■ REQUIREMENT 1 ■
In the housemate account, how long did it take to clean out the washer after she left?
■ REQUIREMENT 2 ■
From the housemate account, return the passage starting at "I asked her through" up to and including "with it, whatsoever.)", copied without any changes.

··· TEXT SEGMENT

I asked her through clenched teeth, “Is your TV on right now?”

“Yes,” she replied.

“Stand in my bedroom and tell me what you hear.” I could not hear her TV in my room, nor could I hear her when she was talking on her phone in her room. She didn’t respond. She gave me a bitch-I-wish-you-would-drop-dead look and left. While she was heading down the stairs, I told her that I refused to sit in a closet and never come out just because she moved in.

She had her mail changed to a post office box because she thought I was reading her mail. She continually complained about me going into her room. She still complained about me listening to her phone conversations. She complained that it was my fault that HER Firestick stopped working because of my wonky internet. (I have no problem with it, whatsoever.)

As a side note, I didn’t promise 5-star accommodations. I distinctly remember promising a bed and a bathroom, kitchen and laundry privileges.

She nearly ruined my washer with using too much fabric softener and when I asked her to not use it again, she did anyway. It took me two days to clean out my washer after she left because the inside of it was covered in a sticky blue sludge that smelled just like her fabric softener. And I was allergic to it. when I did my laundry, inevitably, it coated my clothes. I had places that itched that I really didn’t want to scratch in public. I told her this. She didn’t care.

······
··· EXCERPTED DATA

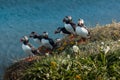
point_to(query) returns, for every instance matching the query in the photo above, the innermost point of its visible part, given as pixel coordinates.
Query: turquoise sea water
(20, 17)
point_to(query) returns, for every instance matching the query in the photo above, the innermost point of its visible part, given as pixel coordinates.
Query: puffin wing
(69, 28)
(81, 31)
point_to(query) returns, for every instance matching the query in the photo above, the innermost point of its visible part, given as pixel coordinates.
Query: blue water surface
(20, 17)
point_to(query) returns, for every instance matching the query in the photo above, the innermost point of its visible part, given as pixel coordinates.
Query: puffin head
(58, 30)
(45, 34)
(33, 35)
(24, 39)
(80, 22)
(67, 19)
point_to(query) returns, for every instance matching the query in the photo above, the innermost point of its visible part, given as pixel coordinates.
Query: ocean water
(20, 17)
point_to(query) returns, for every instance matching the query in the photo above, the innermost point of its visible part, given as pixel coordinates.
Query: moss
(91, 63)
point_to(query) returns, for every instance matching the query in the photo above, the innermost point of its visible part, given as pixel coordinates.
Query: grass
(97, 59)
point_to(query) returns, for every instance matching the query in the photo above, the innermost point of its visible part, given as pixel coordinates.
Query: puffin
(47, 42)
(69, 25)
(62, 30)
(27, 47)
(82, 31)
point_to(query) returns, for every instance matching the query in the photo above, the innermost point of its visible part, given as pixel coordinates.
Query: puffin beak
(55, 32)
(30, 35)
(64, 20)
(21, 40)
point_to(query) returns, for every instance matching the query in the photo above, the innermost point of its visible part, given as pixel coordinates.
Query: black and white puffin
(27, 47)
(47, 42)
(81, 30)
(62, 30)
(69, 25)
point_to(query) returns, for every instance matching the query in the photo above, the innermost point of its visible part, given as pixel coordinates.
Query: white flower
(75, 49)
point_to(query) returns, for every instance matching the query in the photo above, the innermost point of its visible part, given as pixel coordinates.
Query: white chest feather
(27, 49)
(37, 41)
(81, 31)
(46, 43)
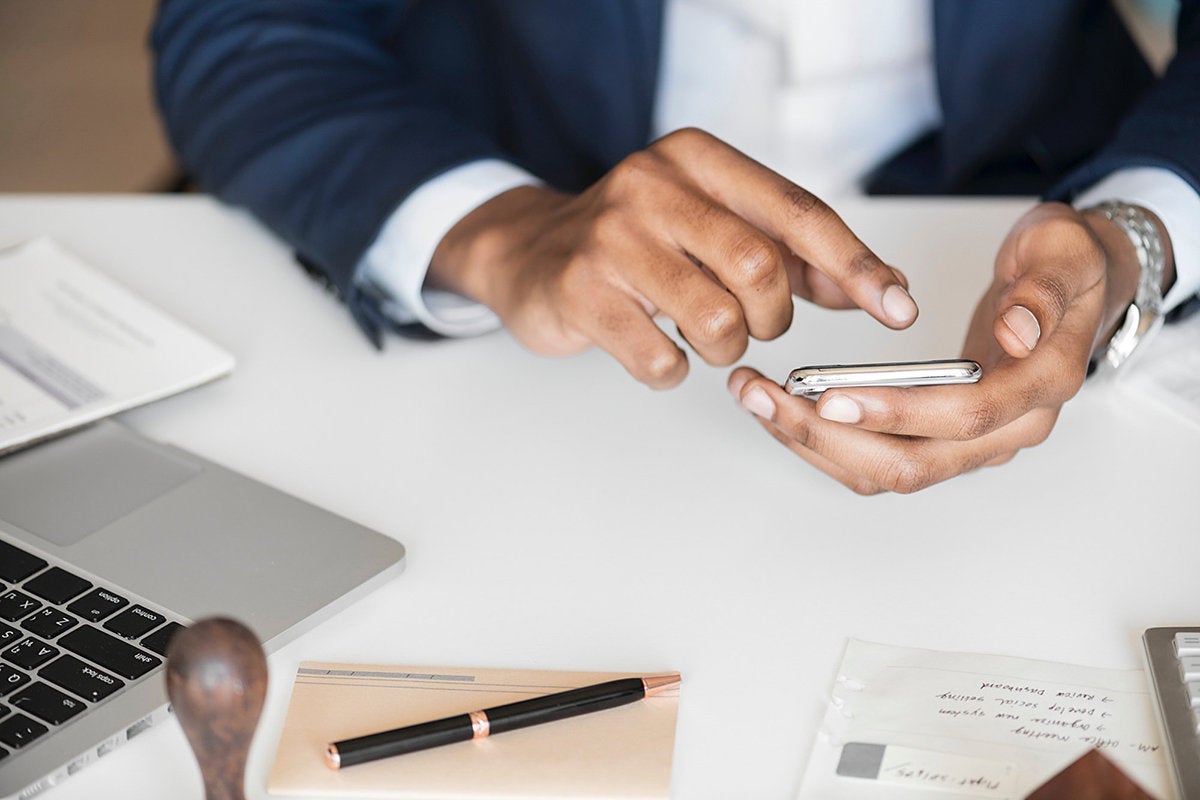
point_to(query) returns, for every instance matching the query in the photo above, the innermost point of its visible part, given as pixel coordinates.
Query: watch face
(1145, 313)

······

■ PROBLEM SOLUTION 1 ■
Two days.

■ PROBLEM SOLUTION 2 ■
I asked her through clenched teeth, “Is your TV on right now?”

“Yes,” she replied.

“Stand in my bedroom and tell me what you hear.” I could not hear her TV in my room, nor could I hear her when she was talking on her phone in her room. She didn’t respond. She gave me a bitch-I-wish-you-would-drop-dead look and left. While she was heading down the stairs, I told her that I refused to sit in a closet and never come out just because she moved in.

She had her mail changed to a post office box because she thought I was reading her mail. She continually complained about me going into her room. She still complained about me listening to her phone conversations. She complained that it was my fault that HER Firestick stopped working because of my wonky internet. (I have no problem with it, whatsoever.)